**About this task**
Wherever a line in the data below holds "instance", copy that line.

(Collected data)
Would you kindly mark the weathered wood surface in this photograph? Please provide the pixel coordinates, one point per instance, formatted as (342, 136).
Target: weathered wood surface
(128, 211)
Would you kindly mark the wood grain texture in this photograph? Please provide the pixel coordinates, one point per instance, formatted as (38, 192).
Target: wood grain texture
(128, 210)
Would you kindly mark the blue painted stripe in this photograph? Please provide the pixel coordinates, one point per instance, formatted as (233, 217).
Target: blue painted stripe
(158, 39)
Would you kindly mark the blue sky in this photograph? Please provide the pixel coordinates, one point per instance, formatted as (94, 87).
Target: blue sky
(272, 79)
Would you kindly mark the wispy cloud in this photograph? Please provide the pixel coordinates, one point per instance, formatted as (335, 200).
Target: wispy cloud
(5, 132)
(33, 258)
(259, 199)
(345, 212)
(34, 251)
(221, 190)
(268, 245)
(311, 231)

**Exercise response**
Would you kindly mark the weathered wood surface in this photograph? Please provide the pixel coordinates, one point per instance, formatted as (342, 136).
Would you kindly mark the wood grain texture in this photograph? Please provide the pixel coordinates, one point per instance, formatted as (38, 192).
Would you kindly mark the blue painted stripe in this photograph? Please provide the pixel coordinates, one point per instance, formatted as (233, 217).
Would you kindly mark the blue sky in this photograph? Please provide the pixel coordinates, one point per instance, formatted as (94, 87).
Would you kindly mark the wispy cloud in this photograph? Please provide the pixel coordinates, one point per instance, formatted as (335, 200).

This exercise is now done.